↓

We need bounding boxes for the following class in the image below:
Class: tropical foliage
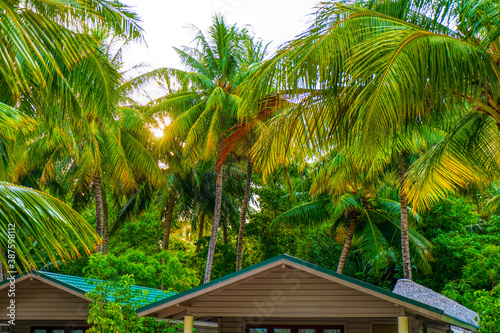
[0,0,500,332]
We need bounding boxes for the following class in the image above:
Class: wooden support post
[398,317,409,333]
[184,316,193,333]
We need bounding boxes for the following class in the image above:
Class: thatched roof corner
[392,279,478,326]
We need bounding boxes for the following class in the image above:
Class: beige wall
[4,320,88,333]
[0,279,89,322]
[221,318,404,333]
[186,268,404,320]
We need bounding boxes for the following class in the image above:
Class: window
[373,324,398,333]
[247,325,344,333]
[31,327,88,333]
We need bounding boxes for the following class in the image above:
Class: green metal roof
[137,254,478,328]
[0,271,172,304]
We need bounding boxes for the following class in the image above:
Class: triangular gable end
[138,255,450,320]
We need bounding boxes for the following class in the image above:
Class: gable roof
[0,271,175,304]
[392,279,478,326]
[137,254,478,331]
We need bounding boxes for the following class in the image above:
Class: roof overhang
[0,272,90,302]
[137,255,460,324]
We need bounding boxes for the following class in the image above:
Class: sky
[122,0,318,69]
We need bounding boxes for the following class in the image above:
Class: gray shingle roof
[392,279,478,326]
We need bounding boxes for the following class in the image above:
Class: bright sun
[151,117,171,138]
[151,128,163,138]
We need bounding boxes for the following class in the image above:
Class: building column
[184,316,193,333]
[398,317,410,333]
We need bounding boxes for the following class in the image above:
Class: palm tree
[148,16,264,283]
[245,0,500,204]
[0,0,141,106]
[274,151,431,274]
[0,0,141,276]
[0,183,100,272]
[19,34,161,254]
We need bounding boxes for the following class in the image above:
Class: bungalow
[137,255,478,333]
[0,271,171,333]
[0,255,478,333]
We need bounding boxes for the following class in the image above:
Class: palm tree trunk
[92,173,102,252]
[203,168,222,283]
[236,157,252,271]
[101,184,109,254]
[398,156,412,280]
[163,193,175,251]
[0,247,7,282]
[337,213,356,274]
[196,211,205,253]
[222,221,227,245]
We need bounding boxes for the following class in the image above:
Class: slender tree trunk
[163,193,175,251]
[203,168,222,283]
[92,173,102,252]
[0,247,8,282]
[236,157,252,271]
[398,156,412,280]
[101,184,109,254]
[222,221,227,245]
[196,211,205,253]
[337,213,356,274]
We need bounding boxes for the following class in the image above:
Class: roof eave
[441,313,479,332]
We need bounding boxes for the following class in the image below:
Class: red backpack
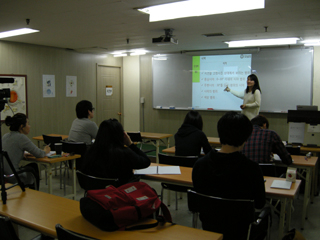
[80,182,172,231]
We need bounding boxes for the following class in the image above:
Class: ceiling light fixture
[130,51,146,56]
[225,38,299,47]
[301,39,320,46]
[113,53,128,57]
[0,28,40,38]
[137,0,265,22]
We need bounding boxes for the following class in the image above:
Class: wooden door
[96,65,122,126]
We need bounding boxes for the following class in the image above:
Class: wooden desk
[140,132,173,163]
[32,133,69,148]
[142,163,301,240]
[26,154,81,199]
[275,155,318,229]
[162,137,221,155]
[0,186,222,240]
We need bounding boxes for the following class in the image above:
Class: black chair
[188,190,271,240]
[127,132,156,153]
[62,141,87,170]
[158,153,198,210]
[77,170,120,195]
[4,169,39,190]
[0,216,48,240]
[56,224,96,240]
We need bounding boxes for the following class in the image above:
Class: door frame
[95,63,124,125]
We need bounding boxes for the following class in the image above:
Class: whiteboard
[152,47,313,112]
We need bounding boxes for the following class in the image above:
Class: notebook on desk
[270,180,292,189]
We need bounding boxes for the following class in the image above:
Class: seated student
[2,113,50,190]
[192,112,266,239]
[81,119,150,185]
[242,115,292,165]
[68,100,98,145]
[174,111,212,156]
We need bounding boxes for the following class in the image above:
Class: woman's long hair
[183,110,203,131]
[83,119,125,174]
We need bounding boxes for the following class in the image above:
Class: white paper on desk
[288,122,305,143]
[47,151,56,157]
[158,166,181,174]
[273,154,281,162]
[134,166,158,175]
[270,180,292,189]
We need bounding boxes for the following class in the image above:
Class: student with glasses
[68,100,98,145]
[81,119,150,185]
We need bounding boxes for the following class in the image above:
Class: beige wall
[0,41,122,144]
[0,41,320,144]
[123,56,140,131]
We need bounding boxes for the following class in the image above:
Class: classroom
[0,0,320,240]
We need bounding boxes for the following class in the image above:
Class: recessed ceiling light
[138,0,265,22]
[0,28,40,38]
[301,39,320,46]
[225,38,299,47]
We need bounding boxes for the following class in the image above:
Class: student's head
[94,119,124,147]
[218,112,252,147]
[251,115,269,129]
[246,74,261,93]
[5,113,30,134]
[76,100,94,118]
[183,111,203,130]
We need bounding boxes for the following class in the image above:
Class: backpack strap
[124,218,159,231]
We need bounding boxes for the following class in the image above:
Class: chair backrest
[77,170,120,191]
[188,190,255,240]
[62,141,87,157]
[42,134,62,151]
[0,216,19,240]
[61,141,87,170]
[56,224,96,240]
[158,153,198,167]
[127,132,142,142]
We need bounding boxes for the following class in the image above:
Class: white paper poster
[288,122,305,143]
[42,75,56,97]
[106,86,113,96]
[66,76,77,97]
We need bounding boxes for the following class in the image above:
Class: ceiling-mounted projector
[152,28,178,46]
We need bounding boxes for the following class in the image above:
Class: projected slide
[192,54,252,110]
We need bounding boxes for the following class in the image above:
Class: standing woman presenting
[224,74,261,120]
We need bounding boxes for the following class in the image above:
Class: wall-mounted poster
[0,74,28,121]
[66,76,77,97]
[42,75,56,97]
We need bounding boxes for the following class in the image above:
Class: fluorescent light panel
[225,38,299,47]
[301,39,320,46]
[138,0,265,22]
[0,28,40,38]
[113,53,128,57]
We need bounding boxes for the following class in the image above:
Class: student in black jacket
[174,111,212,156]
[82,119,150,185]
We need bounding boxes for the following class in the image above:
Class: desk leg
[156,139,160,163]
[72,159,77,200]
[278,198,287,240]
[285,199,293,232]
[301,168,311,230]
[45,163,52,194]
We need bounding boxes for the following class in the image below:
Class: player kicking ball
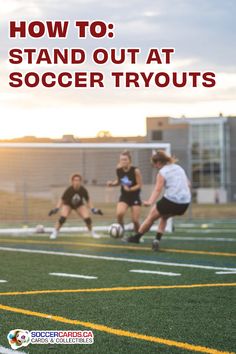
[48,173,103,240]
[126,150,191,251]
[107,151,142,232]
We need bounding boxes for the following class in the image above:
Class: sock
[156,232,163,241]
[134,232,143,239]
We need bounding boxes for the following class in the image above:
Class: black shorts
[64,203,84,210]
[156,197,189,216]
[119,194,142,207]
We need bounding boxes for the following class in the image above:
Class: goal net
[0,143,172,234]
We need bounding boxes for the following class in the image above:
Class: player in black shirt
[107,151,142,231]
[48,173,102,240]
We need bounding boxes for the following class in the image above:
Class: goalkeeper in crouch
[48,173,103,240]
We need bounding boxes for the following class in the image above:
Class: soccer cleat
[91,231,101,239]
[152,239,160,252]
[50,230,58,240]
[126,235,140,243]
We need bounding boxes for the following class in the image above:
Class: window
[152,130,163,140]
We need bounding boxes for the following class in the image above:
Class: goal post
[0,142,172,234]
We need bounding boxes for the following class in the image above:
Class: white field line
[0,345,26,354]
[178,228,236,235]
[0,247,236,272]
[130,269,181,277]
[216,271,236,274]
[49,273,97,279]
[144,235,236,242]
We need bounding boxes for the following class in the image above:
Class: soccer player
[48,173,103,240]
[127,150,191,251]
[107,151,142,232]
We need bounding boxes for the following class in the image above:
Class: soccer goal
[0,143,172,234]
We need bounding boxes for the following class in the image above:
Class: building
[0,116,236,203]
[146,116,236,203]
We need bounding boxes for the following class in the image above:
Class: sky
[0,0,236,139]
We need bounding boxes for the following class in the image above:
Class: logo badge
[7,329,31,350]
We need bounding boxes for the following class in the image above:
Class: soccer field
[0,224,236,354]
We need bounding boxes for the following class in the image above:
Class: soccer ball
[35,225,45,234]
[109,224,124,238]
[16,331,28,344]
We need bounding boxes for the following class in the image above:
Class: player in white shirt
[127,150,191,251]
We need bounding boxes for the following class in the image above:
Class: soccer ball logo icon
[7,329,31,349]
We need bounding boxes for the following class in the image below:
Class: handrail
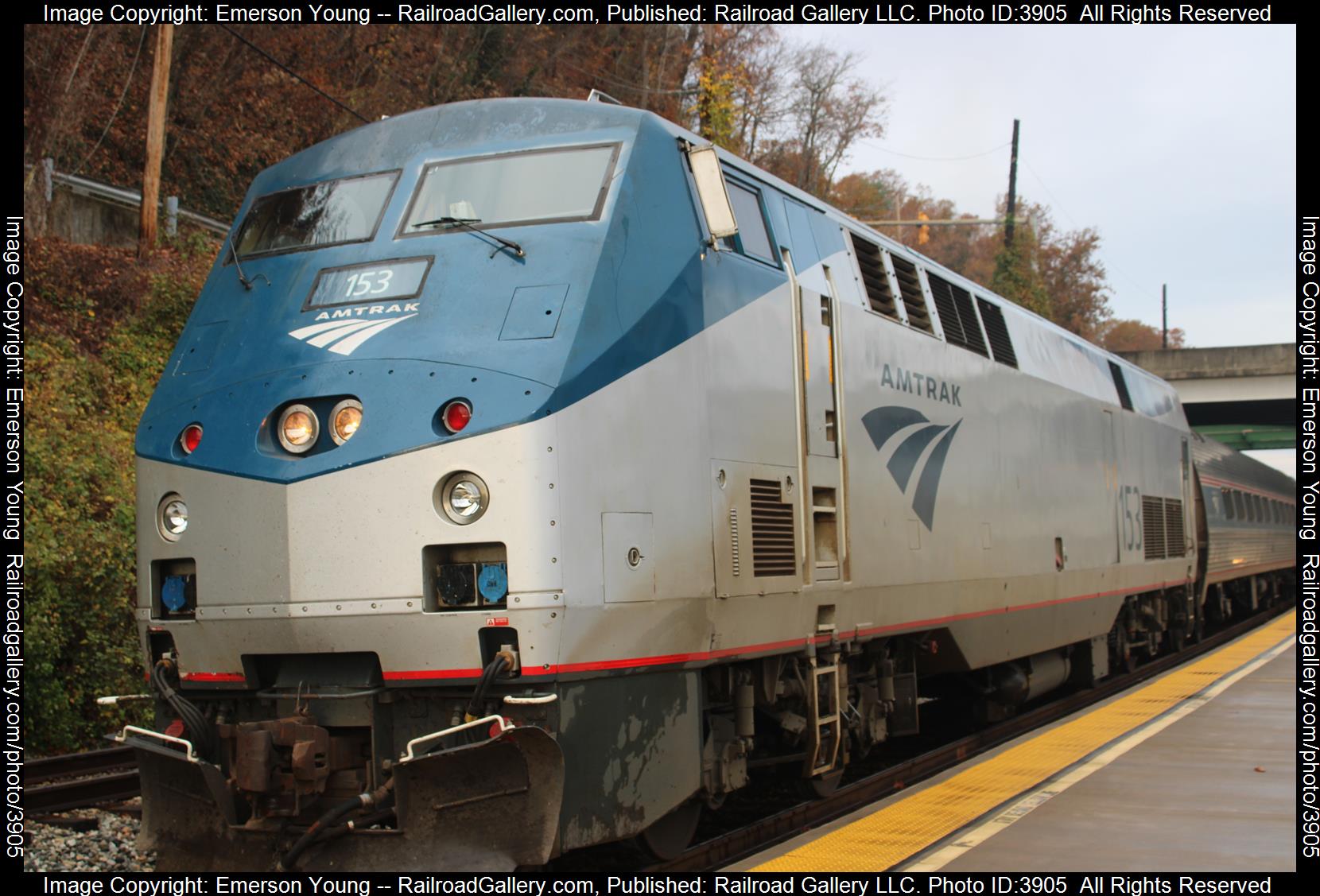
[398,716,516,764]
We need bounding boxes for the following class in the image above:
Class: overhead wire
[220,25,371,124]
[860,140,1012,162]
[70,25,146,174]
[1019,160,1151,299]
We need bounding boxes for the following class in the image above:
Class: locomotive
[118,99,1295,870]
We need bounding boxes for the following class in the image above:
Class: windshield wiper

↑

Change "beige wall" to "tan wall" in the entries from the beginning through the line containing "[122,0,318,69]", inclusive. Give those lines back with nothing else altered, and omit the pictures.

We need bounding boxes for the following class in the image below:
Class: tropical foliage
[0,0,500,332]
We need bounding boxes for the following class in the image above:
Class: wooden support post
[398,317,409,333]
[184,316,193,333]
We need bounding boxes for the following class in the image above:
Class: thatched roof corner
[392,279,478,326]
We need bounding boxes for the following class in the image above:
Class: tan wall
[4,320,88,333]
[0,279,89,322]
[221,318,404,333]
[186,268,404,320]
We need bounding boxes for the following class in the image above:
Class: window
[373,324,398,333]
[247,325,344,333]
[31,327,88,333]
We need bounding boxes for the following class in the image above:
Class: green metal roof
[137,254,478,328]
[0,271,172,304]
We need bounding boxes for the following class in the image above:
Class: triangular gable end
[138,255,450,320]
We need bounding boxes for the following class in the image above:
Class: gable roof
[0,271,175,304]
[392,279,478,326]
[137,254,478,331]
We need bounding boxes for the following class in the image above:
Class: roof overhang
[0,272,90,302]
[137,255,460,324]
We need bounding boxes for the following class in the image above:
Class: sky
[122,0,318,69]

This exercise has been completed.